▶ [TEXT SECTION]
Writeups for some of the crypto challenges from ImaginaryCTF.
Challenges
RSA
We are given a encrypted flag flag.enc, private key private.pem and public key public.pem
% openssl rsa -in private.pem -text -noout
Private-Key: (1024 bit, 2 primes)
modulus:
...
...
% openssl pkeyutl -decrypt -in flag.enc -inkey private.pem
Public Key operation error
007EB11801000000:error:0200009F:rsa routines:RSA_padding_check_PKCS1_type_2:pkcs decoding error:crypto/rsa/rsa_pk1.c:269:
007EB11801000000:error:02000072:rsa routines:rsa_ossl_private_decrypt:padding check failed:crypto/rsa/rsa_ossl.c:499:
% openssl pkeyutl -decrypt -in flag.enc -inkey private.pem -pkeyopt rsa_padding_mode:none
ictf{keep_your_private_keys_private}%
Signer
# Standard RSA stuff
p, q = getPrime(1024), getPrime(1024)
n = p*q
e = 65537
d = pow(e, -1, (p-1)*(q-1))
PASSWORD = b"give me the flag!!!"
# <snip>
while True:
print("1. Sign")
print("2. Get flag")
choice = int(input())
if choice == 1:
print("Enter message:")
message = input().encode()
# crc32 is secure and has no collisions, but just in case
if message == PASSWORD or crc32(message) == crc32(PASSWORD):
print("Stop this trickery!")
exit()
print("Signature:", pow(crc32(message), d, n))
elif choice == 2:
print("Enter the signature for the password:")
s = int(input())
if pow(s, e, n) == crc32(PASSWORD):
print("You win! The flag is", open("flag.txt").read())
exit()
else:
print("Wrong.")
exit()
The challenge source shows that the challenge server is doing the following processing.
- Establishes a standard RSA setup with two 1024-bit primes.

Excerpts of labeled region data:

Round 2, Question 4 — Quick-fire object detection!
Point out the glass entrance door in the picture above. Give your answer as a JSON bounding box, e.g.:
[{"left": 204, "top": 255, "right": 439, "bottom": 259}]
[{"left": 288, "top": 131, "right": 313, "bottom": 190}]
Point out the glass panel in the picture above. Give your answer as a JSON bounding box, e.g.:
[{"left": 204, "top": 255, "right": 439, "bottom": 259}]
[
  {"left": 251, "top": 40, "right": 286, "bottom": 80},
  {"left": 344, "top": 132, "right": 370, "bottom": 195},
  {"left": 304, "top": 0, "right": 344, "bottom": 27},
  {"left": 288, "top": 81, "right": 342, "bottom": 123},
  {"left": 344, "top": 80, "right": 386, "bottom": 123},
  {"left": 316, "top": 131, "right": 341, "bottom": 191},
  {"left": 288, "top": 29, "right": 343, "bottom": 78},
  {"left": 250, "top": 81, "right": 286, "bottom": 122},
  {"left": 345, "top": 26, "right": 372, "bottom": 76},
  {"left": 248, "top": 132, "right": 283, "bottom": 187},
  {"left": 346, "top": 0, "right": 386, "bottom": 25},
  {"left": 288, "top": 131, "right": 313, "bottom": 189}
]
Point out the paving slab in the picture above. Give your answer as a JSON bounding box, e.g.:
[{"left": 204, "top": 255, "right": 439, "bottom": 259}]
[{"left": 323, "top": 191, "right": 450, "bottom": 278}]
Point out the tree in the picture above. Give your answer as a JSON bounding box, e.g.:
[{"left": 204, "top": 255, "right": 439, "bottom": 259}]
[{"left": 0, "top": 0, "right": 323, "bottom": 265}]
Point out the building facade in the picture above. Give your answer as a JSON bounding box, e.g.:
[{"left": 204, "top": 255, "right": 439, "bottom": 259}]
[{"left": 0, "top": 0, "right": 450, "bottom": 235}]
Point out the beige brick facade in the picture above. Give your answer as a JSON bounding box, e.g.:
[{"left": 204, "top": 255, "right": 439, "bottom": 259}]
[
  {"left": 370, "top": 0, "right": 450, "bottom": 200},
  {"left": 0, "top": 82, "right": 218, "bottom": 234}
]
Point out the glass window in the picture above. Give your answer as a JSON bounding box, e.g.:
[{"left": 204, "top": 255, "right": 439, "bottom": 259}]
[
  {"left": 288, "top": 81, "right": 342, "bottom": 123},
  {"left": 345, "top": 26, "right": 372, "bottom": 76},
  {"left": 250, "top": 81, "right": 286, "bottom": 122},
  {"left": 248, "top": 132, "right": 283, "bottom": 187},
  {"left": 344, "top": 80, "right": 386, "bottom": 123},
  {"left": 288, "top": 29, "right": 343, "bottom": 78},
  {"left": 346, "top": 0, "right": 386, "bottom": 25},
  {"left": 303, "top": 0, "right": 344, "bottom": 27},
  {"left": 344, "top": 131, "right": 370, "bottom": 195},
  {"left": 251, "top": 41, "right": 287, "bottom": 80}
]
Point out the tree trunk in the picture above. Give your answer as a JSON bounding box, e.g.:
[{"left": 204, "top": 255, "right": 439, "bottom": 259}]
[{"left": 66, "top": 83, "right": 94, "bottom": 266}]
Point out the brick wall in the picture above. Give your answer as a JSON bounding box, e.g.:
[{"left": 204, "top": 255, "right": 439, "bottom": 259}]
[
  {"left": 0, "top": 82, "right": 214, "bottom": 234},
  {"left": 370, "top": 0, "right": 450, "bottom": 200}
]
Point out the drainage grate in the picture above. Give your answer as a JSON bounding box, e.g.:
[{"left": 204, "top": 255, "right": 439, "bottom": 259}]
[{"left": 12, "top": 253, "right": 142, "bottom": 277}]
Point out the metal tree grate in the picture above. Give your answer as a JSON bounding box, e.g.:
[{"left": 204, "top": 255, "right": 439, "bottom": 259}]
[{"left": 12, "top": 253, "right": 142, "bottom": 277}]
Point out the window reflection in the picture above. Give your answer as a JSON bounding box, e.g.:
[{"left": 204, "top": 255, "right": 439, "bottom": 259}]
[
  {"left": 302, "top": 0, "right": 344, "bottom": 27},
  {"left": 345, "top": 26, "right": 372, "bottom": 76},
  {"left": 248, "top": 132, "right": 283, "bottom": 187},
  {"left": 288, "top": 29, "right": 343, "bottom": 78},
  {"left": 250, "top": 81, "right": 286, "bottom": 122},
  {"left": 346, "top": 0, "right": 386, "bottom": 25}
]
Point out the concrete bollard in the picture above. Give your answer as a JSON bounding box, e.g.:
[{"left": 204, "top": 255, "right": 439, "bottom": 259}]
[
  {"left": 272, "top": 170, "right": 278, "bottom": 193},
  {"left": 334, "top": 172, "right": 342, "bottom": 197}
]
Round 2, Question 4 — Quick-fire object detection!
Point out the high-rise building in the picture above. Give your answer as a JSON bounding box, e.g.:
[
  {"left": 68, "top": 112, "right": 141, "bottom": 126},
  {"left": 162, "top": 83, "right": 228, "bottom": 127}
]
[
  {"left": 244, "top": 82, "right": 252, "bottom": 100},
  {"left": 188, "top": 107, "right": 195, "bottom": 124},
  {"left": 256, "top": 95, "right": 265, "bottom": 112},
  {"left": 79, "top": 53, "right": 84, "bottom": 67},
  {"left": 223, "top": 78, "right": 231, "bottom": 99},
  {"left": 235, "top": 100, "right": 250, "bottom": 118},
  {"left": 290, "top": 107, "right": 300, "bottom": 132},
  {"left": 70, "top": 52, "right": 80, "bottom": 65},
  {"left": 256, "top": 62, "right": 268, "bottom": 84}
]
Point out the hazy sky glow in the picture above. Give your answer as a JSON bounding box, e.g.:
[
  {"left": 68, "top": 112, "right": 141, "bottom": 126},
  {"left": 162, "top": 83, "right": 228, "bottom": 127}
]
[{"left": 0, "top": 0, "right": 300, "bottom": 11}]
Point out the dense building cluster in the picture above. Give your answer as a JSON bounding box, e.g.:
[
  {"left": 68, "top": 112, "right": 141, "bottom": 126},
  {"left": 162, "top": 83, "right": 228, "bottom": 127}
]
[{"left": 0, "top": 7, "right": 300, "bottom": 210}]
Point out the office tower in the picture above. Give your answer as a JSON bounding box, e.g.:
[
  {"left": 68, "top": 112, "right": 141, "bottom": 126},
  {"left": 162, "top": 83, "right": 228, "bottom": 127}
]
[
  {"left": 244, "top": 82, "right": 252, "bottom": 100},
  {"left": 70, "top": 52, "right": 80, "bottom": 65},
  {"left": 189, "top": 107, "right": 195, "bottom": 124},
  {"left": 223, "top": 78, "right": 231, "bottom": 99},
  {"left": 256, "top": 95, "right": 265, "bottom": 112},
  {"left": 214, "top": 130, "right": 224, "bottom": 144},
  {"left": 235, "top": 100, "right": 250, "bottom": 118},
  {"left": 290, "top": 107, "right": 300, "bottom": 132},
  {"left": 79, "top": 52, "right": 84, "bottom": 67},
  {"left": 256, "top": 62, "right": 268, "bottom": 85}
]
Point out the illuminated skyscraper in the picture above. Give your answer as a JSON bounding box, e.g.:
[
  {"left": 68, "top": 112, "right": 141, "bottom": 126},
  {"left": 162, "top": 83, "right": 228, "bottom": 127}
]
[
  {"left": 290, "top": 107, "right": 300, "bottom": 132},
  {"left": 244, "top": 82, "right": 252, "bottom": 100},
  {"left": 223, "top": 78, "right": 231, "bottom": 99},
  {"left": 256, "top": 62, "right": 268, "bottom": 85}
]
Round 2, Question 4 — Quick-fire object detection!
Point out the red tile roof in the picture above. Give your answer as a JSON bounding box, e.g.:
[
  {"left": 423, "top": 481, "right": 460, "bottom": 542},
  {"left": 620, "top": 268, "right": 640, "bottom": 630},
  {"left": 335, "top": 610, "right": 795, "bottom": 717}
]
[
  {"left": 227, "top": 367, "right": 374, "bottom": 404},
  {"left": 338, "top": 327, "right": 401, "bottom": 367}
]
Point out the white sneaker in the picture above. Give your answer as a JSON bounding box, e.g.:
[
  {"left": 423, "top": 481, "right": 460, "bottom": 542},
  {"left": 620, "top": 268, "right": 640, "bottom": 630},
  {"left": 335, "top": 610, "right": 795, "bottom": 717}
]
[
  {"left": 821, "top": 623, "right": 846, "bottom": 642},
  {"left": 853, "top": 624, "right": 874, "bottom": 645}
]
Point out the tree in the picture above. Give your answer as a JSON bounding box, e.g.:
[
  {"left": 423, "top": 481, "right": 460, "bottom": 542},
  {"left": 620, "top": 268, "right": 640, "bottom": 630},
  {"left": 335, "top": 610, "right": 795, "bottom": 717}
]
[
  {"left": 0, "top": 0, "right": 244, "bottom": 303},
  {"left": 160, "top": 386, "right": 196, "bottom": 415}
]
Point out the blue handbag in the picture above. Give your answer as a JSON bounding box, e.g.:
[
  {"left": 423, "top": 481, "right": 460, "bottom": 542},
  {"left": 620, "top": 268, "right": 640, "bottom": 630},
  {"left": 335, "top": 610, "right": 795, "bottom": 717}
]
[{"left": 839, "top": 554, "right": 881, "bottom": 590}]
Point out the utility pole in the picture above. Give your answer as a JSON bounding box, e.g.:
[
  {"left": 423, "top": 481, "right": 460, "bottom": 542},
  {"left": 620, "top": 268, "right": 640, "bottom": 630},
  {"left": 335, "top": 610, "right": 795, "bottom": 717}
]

▶ [PROBLEM A] Summarize the ImaginaryCTF writeup in three sentences.
▶ [PROBLEM B] In the ImaginaryCTF writeup, what value is e set to in the Signer challenge source?
▶ [PROBLEM C] Transcribe everything in the ImaginaryCTF writeup from "s = int(input())" down to "two 1024-bit primes.".

▶ [FULL RESPONSE A] The writeup covers some of the crypto challenges from ImaginaryCTF. In the RSA challenge, decrypting flag.enc with private.pem in openssl fails with a padding error until the padding mode is set to none, which yields the flag ictf{keep_your_private_keys_private}. In the Signer challenge, the server sets up RSA with two 1024-bit primes, signs the CRC32 of any message that is neither the password nor shares its CRC32, and prints the flag when given a valid signature for the password's CRC32.

▶ [FULL RESPONSE B] 65537

▶ [FULL RESPONSE C]
s = int(input())
if pow(s, e, n) == crc32(PASSWORD):
print("You win! The flag is", open("flag.txt").read())
exit()
else:
print("Wrong.")
exit()
The challenge source shows that the challenge server is doing the following processing.
- Establishes a standard RSA setup with two 1024-bit primes.